Sebelum mengkritisi
pemikiran-pemikiran Fatoohi, terlebih dahulu kita lihat kesalahan cara berpikir
Fatoohi. Seperti yang telah dikatakan di atas, Fatoohi menggunakan Al-Quran
sebagai batu ujinya, sementara Fatoohi sendiri tak pernah mengkritisi Al-Quran.
Ini memang tidak bisa dilakukan, karena berbahaya. Al-Quran diterima tanpa
sikap kritis sebagai kitab sempurna. Karena sempurnanya itulah maka tak perlu
lagi dikritisi. Karena itu, wajar bila sesuatu yang tidak sesuai dengan
Al-Quran dikatakan salah atau tidak asli.
Hal ini dapat kita lihat dalam hlm 70
– 71 soal manusia sebagai citra Allah. Fatoohi mengkritisi ini dengan memakai
Al-Quran, tanpa terlebih dahulu memahami makna citra Allah dalam Kitab
Kejadian. Atau soal pembantaian kanak-kanak di Betlehem (hlm 317 – 318). Atau
soal trinitas (hlm 422 – 426, 476 – 479), dimana Fatoohi menyamakan konsep
trinitas dan triteisme.
____
Soal dan Tugas:
[1] Dalam satu sampai tiga kalimat, jelaskan mengapa Fatoohi tidak pernah mengkritisi Al-Quran menurut teks tentang pemikiran Fatoohi.
[2] Tolong jawab pertanyaan berikut berdasarkan teks tentang pemikiran Fatoohi:
(a) Apa yang digunakan Fatoohi sebagai batu ujinya?
(b) Di halaman berapa dibahas soal manusia sebagai citra Allah?
(c) Dengan konsep apa Fatoohi menyamakan konsep trinitas?
[3] Tuliskan lanjutan teks tentang pemikiran Fatoohi, mulai setelah kalimat terakhirnya.

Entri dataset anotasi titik
____
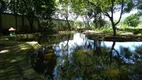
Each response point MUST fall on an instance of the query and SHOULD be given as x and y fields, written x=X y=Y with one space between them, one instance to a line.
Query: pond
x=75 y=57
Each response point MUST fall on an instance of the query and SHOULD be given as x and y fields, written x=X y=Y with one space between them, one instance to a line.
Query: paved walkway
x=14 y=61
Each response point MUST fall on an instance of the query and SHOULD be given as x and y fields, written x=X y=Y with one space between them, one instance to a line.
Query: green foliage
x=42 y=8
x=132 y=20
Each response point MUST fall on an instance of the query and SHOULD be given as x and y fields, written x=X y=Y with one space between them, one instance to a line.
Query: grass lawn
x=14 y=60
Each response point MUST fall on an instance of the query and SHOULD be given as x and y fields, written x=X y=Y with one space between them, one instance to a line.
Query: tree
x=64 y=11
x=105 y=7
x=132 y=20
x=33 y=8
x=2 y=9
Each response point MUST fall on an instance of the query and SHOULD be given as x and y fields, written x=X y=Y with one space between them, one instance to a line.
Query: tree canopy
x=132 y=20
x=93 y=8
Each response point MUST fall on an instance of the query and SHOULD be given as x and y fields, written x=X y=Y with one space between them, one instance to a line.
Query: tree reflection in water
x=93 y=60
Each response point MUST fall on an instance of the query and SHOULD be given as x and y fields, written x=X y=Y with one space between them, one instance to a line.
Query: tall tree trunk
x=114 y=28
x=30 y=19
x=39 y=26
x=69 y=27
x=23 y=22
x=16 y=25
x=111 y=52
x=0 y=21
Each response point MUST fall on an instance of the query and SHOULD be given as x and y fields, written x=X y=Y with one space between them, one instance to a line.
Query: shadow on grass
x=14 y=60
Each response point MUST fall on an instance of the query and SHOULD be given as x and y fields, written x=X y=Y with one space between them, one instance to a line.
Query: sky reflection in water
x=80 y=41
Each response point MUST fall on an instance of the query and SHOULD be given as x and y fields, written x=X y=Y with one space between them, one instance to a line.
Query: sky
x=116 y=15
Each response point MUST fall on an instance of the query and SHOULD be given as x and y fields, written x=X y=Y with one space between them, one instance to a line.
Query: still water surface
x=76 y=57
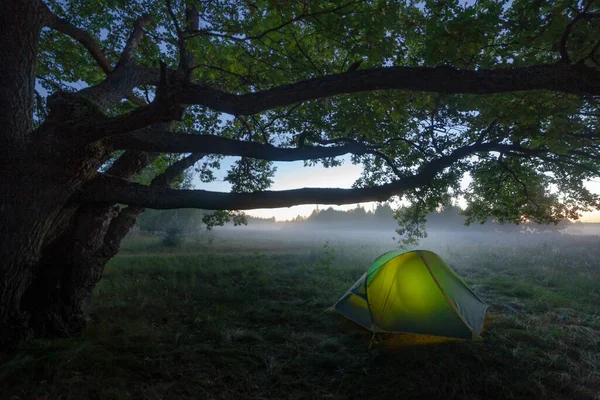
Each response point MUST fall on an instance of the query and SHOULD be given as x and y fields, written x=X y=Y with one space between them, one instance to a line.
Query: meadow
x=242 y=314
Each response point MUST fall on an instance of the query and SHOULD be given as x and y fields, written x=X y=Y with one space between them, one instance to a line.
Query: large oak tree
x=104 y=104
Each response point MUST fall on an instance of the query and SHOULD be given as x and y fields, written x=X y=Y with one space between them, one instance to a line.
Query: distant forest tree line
____
Jawaban Latihan:
[1] Mengkritisi Al-Quran tidak bisa dilakukan karena berbahaya. Al-Quran diterima tanpa sikap kritis sebagai kitab sempurna, dan karena sempurnanya itulah ia tak perlu lagi dikritisi.

[2]
(a) Al-Quran.
(b) Halaman 70–71.
(c) Triteisme.

[3]
Karena Al-Quran sebagai kitab yang
benar dan sempurna, maka yang tidak sesuai dengan Al-Quran adalah salah. Dan
kebetulan semua Injil, yang diakui Gereja, tidak sama atau mirip sehingga bisa
disimpulkan Injil itu salah. Sementara injil-injil apokrif, yang tidak diakui Gereja,
namun karena ada kemiripan dengan Al-Quran, maka dinyatakan benar; dan kitab
itu juga yang dipakai Fatoohi.
1.
Soal Anunsiasi Maria (hlm 146 – 156)
Dalam QS Al-Maryam dikatakan bahwa Malaikat Jibril itu
adalah Roh yang menyebabkan Maria hamil. Akan tetapi, dalam QS Al-Anbiya dan
juga Al-Tahrim dikatakan bahwa Allah meniupkan Roh-Nya ke dalam Maria sehingga
ia hamil. Di sini mau dikatakan bahwa Roh itu adalah Allah. Oleh karena itu,
apakah bisa dikatakan bahwa Malaikat Jibril itu adalah Allah?
Kekacauan ini dipertegas lagi dalam QS Ali Imran.
Dalam ayat 40 dikatakan bahwa Maria berbicara kepada Malaikat Jibril, bukan
kepada Allah. Namun dalam ayat 47 (selisih 7 ayat saja) terlihat bahwa Maria
berbicara kepada Allah.
2.
Kehamilan Perawan Maria (hlm 157 – 161)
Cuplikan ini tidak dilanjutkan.